• [Page text]
---------------

I'm an elderly retired teacher who writes. Among my books are Ferradiddledumday (Appalachian version of the Rumpelstiltskin story), Stuck (middle grade paranormal novel), Patches on the Same Quilt (novel set in Franklin County, VA), Them That Go (an Appalachian novel), Miracle of the Concrete Jesus & Other Stories, and several Kindle ebooks.

Friday, July 14, 2006

Hot but Green


Where I live is too far east to be considered Southwest Virginia; too far west to be Central Virginia, too far north to be Southside. While I can see the Blue Ridge Mountains in any direction, I’m not actually in them.

I must live in the middle of nowhere. And in the midst of monsoon season.

We’ve had thundershowers every afternoon or evening for the past couple of days. At 7:59 last night I saw a flash in the bedroom and heard a simultaneous loud bang. As soon as the rain stopped, I went to check the horses; I figured they’d been struck.

But my mares were fine.

The hayfields that were so parched a couple of months ago are now lush and green. The cornfield across the road that was a bare brown patch in May is crowded with corn several feet high. The lawn is no longer crispy. The pasture is growing faster than the mares can gnaw it down.

---------------

• [Challenge A] Reproduce the blog post verbatim, starting at "I must live" and ending at "mares were fine.".

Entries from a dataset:
---------------

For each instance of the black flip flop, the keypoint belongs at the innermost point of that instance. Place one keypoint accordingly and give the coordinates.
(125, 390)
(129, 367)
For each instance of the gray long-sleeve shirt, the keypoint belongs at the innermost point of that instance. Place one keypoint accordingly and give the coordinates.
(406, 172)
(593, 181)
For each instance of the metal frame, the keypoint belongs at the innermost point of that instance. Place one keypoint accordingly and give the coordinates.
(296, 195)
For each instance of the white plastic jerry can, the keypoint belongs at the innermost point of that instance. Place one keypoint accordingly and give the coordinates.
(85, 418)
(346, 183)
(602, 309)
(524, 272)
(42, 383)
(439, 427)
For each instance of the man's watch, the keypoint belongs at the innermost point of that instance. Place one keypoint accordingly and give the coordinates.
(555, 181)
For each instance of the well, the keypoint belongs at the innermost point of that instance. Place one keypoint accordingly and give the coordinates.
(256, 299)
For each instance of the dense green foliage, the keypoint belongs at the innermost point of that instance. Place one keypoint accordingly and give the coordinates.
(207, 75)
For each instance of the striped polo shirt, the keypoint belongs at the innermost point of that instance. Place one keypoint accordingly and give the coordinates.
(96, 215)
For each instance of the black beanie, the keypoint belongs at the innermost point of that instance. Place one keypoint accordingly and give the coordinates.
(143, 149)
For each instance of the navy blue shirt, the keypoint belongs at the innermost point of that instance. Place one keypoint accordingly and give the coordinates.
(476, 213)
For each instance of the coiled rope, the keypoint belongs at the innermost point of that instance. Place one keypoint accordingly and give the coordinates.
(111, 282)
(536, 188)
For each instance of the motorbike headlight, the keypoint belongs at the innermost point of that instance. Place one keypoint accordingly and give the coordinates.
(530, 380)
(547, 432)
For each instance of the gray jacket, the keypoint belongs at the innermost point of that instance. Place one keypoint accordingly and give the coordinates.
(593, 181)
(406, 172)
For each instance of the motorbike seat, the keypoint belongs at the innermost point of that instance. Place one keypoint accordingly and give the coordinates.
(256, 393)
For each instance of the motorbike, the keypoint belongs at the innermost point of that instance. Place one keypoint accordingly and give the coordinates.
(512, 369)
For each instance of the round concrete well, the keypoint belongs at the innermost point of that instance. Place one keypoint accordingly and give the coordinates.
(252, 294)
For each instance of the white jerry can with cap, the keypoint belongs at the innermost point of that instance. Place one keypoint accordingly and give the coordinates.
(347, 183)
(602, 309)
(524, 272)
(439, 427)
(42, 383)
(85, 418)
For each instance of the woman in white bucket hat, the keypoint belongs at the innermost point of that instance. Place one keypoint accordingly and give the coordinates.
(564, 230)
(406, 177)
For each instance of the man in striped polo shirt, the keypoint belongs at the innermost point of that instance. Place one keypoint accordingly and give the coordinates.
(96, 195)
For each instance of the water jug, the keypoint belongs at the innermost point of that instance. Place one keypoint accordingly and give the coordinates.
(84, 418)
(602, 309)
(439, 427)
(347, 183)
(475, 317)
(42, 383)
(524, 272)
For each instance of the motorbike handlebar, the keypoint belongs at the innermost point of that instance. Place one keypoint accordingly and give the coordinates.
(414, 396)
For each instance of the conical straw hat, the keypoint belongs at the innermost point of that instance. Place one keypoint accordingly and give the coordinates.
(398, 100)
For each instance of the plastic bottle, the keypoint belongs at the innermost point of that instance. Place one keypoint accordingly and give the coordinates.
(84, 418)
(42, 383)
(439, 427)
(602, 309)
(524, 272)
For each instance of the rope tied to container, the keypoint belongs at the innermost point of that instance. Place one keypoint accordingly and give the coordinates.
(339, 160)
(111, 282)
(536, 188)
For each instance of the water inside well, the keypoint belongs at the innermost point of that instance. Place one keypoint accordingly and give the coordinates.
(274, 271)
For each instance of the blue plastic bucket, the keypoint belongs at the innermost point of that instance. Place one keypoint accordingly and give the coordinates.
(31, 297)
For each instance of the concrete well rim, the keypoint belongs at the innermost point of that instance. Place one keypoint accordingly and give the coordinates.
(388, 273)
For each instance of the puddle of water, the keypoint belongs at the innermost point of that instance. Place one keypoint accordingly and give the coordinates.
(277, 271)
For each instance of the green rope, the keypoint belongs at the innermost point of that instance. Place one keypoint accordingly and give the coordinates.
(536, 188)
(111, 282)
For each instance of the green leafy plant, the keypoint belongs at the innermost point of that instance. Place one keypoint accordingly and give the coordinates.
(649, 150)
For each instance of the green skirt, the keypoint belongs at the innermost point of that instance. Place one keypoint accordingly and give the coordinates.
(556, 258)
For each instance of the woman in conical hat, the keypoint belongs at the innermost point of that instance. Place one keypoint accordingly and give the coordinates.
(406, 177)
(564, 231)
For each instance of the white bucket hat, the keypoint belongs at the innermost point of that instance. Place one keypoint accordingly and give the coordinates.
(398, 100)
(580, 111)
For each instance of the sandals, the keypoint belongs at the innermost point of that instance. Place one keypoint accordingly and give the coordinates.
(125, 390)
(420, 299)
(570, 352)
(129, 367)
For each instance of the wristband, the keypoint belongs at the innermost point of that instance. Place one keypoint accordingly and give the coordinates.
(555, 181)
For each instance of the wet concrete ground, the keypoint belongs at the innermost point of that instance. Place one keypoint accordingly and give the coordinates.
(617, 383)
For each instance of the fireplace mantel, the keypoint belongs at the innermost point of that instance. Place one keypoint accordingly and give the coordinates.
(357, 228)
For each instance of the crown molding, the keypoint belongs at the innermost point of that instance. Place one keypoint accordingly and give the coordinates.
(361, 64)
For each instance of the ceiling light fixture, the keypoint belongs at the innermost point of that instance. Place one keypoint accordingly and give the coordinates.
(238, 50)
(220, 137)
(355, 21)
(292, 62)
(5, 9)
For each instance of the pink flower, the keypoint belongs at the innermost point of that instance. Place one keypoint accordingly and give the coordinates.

---------------

• [Challenge B] Scale the records starting at the line containing "For each instance of the sandals, the" and ending at the last line of the records. Output only those lines, requests included, with every coordinate multiplied by 2.45 and rounded to the nearest whole number, halves rounding up.

• [Problem solution A]
I must live in the middle of nowhere. And in the midst of monsoon season.

We’ve had thundershowers every afternoon or evening for the past couple of days. At 7:59 last night I saw a flash in the bedroom and heard a simultaneous loud bang. As soon as the rain stopped, I went to check the horses; I figured they’d been struck.

But my mares were fine.

• [Problem solution B]
For each instance of the sandals, the keypoint belongs at the innermost point of that instance. Place one keypoint accordingly and give the coordinates.
(306, 956)
(1029, 733)
(1397, 862)
(316, 899)
For each instance of the wristband, the keypoint belongs at the innermost point of that instance. Place one keypoint accordingly and give the coordinates.
(1360, 443)
For each instance of the wet concrete ground, the keypoint belongs at the innermost point of that instance. Place one keypoint accordingly and give the coordinates.
(1512, 938)
For each instance of the fireplace mantel, the keypoint belongs at the innermost point of that instance. Place one keypoint accordingly and give the coordinates.
(875, 559)
For each instance of the crown molding, the keypoint belongs at the innermost point of that instance. Place one keypoint accordingly and give the coordinates.
(884, 157)
For each instance of the ceiling light fixture, the keypoint belongs at the innermost point of that instance. Place one keypoint accordingly and give the coordinates.
(583, 123)
(539, 336)
(870, 51)
(715, 152)
(12, 22)
For each instance of the pink flower, the keypoint belongs at the innermost point of that instance. Place one keypoint accordingly and give the coordinates.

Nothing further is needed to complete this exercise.